> [Dataset records]
____________________

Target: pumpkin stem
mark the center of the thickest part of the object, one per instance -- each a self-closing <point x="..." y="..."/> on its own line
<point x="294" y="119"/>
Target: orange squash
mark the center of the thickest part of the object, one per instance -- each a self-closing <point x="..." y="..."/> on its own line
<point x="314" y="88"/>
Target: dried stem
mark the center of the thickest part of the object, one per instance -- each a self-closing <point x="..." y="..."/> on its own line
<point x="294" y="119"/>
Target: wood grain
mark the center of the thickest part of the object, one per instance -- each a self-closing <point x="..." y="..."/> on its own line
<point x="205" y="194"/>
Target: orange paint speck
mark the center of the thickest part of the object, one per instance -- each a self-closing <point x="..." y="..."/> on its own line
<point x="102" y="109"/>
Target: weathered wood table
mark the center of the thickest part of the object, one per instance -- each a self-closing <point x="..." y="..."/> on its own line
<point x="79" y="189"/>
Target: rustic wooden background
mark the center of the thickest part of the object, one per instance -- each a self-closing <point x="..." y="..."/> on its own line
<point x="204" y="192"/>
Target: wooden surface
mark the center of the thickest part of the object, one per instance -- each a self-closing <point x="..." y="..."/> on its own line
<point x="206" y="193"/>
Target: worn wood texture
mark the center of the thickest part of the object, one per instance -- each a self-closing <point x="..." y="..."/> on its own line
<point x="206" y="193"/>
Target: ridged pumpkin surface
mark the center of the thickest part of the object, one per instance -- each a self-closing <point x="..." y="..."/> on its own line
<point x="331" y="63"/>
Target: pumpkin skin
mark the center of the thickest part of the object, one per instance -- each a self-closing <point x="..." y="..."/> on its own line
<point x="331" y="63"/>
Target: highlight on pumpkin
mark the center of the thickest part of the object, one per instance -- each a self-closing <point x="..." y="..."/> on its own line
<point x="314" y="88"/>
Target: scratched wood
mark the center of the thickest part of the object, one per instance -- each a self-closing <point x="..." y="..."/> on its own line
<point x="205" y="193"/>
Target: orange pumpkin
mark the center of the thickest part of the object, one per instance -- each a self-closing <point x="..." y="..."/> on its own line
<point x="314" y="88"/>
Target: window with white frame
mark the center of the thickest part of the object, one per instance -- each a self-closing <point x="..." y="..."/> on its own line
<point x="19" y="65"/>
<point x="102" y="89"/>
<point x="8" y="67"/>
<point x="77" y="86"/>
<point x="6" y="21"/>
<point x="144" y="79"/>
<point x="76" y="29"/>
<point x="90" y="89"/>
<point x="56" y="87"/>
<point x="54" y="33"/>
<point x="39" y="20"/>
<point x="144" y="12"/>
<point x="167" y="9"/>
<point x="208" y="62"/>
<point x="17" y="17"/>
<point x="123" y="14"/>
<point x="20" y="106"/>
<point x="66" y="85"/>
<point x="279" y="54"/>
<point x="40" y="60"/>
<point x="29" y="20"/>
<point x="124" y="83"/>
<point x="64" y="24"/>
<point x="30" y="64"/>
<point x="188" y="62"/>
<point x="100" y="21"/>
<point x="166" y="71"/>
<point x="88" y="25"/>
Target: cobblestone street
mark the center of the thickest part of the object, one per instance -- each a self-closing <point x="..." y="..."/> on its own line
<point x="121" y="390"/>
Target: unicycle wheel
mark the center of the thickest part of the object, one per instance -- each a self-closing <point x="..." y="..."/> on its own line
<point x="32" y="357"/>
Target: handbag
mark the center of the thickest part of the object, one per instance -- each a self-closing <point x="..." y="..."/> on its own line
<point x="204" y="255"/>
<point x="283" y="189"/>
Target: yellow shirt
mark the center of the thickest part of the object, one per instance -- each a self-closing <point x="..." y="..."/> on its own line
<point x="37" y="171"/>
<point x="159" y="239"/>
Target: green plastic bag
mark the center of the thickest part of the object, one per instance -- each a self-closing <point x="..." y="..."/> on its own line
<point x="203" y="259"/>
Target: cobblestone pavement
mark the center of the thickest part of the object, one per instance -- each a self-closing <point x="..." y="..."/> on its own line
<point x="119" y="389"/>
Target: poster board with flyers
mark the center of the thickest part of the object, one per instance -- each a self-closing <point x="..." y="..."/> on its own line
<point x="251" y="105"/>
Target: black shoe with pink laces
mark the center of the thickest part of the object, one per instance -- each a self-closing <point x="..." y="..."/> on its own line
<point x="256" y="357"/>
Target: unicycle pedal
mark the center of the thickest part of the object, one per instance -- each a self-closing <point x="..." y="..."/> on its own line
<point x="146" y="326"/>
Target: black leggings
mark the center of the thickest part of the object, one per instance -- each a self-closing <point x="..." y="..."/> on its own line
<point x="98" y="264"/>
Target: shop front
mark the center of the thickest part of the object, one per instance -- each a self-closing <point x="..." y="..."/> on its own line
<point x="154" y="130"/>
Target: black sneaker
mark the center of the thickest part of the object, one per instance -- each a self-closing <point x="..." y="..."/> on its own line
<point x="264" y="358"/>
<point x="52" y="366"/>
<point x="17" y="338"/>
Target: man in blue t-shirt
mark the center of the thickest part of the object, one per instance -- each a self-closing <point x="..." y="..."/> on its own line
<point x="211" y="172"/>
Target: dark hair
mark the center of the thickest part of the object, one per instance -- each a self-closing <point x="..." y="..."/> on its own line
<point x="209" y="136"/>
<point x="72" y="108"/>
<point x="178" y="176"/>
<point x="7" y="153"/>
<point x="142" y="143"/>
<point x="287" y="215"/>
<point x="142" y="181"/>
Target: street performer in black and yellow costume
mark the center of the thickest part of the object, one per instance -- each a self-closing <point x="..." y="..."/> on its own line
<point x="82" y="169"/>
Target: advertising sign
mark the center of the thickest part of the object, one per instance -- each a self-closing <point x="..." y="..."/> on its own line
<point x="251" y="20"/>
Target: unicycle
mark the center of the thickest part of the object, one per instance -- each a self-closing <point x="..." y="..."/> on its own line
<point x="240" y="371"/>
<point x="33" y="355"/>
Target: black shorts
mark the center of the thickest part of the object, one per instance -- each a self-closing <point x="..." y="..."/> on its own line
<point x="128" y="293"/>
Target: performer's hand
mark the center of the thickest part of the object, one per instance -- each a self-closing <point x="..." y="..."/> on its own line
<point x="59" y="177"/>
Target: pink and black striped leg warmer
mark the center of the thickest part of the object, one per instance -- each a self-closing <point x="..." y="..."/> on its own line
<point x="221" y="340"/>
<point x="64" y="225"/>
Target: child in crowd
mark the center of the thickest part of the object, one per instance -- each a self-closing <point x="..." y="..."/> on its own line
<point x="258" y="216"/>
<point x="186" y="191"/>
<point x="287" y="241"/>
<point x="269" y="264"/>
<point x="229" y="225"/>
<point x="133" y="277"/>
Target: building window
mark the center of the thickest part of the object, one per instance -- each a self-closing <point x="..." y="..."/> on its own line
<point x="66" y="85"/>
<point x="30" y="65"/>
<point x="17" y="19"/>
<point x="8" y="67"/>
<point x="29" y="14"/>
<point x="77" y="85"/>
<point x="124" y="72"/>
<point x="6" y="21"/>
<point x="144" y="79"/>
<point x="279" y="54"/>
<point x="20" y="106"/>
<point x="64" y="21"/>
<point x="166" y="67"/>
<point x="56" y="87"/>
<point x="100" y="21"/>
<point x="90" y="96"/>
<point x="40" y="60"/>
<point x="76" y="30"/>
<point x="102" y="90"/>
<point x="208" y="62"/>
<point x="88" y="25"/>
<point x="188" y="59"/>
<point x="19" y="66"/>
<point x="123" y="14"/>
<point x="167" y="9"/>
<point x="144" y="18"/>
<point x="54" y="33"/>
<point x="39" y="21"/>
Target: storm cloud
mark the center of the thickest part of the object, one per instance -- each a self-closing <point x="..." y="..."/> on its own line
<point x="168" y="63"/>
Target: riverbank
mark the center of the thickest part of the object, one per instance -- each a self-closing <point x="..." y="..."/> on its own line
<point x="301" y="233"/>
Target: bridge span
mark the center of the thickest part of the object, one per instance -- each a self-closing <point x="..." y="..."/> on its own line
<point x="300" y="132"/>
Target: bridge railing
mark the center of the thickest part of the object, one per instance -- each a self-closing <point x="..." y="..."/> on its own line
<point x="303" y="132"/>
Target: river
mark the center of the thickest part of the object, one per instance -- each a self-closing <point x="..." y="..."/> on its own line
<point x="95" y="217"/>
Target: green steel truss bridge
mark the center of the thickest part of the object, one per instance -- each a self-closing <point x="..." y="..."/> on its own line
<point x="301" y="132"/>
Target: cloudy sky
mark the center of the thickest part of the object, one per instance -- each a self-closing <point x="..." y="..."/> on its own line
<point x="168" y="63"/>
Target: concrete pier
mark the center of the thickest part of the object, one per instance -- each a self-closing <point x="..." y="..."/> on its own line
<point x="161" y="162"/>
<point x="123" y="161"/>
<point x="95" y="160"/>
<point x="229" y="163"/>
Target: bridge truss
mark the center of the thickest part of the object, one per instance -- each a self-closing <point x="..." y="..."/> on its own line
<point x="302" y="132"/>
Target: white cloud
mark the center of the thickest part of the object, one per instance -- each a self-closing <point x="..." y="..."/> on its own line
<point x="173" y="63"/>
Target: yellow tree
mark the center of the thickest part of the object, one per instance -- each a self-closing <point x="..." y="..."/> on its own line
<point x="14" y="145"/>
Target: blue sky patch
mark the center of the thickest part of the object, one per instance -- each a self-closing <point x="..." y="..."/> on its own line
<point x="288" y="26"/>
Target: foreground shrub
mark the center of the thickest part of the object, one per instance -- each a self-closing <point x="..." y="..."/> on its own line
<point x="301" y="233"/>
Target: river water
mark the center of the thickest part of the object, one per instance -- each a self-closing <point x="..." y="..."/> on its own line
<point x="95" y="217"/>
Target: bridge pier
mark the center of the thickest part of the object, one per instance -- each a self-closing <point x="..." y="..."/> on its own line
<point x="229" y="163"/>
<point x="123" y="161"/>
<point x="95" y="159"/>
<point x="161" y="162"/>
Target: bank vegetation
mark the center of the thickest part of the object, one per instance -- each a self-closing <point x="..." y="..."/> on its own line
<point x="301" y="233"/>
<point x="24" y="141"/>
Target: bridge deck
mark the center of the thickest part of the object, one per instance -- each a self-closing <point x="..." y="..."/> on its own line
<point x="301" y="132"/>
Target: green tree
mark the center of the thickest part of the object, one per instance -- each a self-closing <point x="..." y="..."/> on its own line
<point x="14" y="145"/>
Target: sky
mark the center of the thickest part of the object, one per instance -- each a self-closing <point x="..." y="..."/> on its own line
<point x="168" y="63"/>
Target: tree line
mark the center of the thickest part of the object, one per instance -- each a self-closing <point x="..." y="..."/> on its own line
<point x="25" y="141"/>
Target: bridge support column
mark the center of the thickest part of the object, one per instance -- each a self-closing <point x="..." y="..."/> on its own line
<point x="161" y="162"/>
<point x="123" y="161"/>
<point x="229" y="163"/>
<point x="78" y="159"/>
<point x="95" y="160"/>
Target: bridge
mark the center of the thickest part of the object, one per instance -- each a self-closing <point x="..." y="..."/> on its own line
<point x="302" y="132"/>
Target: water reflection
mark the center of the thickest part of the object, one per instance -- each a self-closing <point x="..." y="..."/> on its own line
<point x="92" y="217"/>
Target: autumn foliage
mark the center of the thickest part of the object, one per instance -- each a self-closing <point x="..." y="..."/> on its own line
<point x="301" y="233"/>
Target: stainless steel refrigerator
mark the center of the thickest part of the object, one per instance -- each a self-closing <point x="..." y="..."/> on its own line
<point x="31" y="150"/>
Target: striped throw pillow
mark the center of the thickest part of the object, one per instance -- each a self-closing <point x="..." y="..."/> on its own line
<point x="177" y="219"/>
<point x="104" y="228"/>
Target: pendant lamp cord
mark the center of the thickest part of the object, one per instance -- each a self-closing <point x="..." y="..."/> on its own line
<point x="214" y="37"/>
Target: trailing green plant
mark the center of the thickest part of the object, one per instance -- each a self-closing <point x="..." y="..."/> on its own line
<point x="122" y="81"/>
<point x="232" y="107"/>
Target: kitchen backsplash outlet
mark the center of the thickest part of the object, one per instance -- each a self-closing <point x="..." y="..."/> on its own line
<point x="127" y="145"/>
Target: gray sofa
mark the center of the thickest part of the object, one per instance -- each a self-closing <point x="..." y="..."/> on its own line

____________________

> [Exercise brief] Retype the listing above, word for word, from its first line to the line containing "Target: wood grain", both ends included.

> [Exercise solution]
Target: pumpkin stem
mark the center of the thickest part of the object, one per instance -- each a self-closing <point x="..." y="..."/> on its own line
<point x="294" y="119"/>
Target: orange squash
mark the center of the thickest part of the object, one per instance -- each a self-closing <point x="..." y="..."/> on its own line
<point x="314" y="88"/>
Target: dried stem
mark the center of the thickest part of the object, one per instance -- each a self-closing <point x="..." y="..."/> on its own line
<point x="294" y="119"/>
Target: wood grain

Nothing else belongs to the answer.